**WORK ITEM:** Could you reproduce the line where "For every instance of the green" occurs and all lines after it in the listing below, through the final one, without changing anything?

**SOURCE RECORDS:**
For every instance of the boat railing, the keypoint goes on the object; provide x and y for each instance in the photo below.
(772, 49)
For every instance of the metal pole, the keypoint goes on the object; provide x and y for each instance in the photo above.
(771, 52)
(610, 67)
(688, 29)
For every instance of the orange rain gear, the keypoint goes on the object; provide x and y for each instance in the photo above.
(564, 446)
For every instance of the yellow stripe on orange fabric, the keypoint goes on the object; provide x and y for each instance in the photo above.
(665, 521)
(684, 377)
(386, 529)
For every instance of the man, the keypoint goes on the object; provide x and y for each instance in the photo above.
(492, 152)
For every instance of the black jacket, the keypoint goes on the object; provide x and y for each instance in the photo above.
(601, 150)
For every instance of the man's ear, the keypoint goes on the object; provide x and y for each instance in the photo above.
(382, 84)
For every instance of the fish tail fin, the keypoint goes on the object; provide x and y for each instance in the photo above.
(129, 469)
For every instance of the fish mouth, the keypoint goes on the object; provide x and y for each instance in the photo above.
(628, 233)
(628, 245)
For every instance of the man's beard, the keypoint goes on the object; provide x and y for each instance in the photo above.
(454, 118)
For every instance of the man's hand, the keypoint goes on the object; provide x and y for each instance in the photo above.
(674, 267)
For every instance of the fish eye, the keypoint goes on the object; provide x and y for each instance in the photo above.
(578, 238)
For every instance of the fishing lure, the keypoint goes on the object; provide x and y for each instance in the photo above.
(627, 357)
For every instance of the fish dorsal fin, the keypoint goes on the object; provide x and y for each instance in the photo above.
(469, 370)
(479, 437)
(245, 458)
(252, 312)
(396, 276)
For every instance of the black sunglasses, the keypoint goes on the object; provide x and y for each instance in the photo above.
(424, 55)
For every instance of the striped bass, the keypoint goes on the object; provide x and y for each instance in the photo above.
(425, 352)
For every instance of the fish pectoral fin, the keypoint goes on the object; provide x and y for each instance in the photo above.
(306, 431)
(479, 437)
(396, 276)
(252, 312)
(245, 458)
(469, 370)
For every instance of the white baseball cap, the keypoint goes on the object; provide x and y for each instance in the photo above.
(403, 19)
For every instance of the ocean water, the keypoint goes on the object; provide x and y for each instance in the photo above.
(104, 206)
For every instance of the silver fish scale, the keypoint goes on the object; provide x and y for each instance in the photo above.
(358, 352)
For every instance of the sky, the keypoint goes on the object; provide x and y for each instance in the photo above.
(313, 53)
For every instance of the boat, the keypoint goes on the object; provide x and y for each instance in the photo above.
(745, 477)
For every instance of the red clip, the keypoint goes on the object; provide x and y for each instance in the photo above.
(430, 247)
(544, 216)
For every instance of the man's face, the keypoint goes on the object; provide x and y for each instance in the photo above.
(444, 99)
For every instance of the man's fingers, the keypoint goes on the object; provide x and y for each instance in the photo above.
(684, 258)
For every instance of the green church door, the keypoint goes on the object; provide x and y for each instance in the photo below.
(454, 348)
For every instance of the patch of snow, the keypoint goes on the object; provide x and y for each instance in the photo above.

**REPLY:**
For every instance of the green church door, the keypoint goes on the object; provide x and y for each instance in the photo below.
(454, 348)
For every instance of the patch of snow, the keypoint goes on the object; provide x and y for each instance in the photo above.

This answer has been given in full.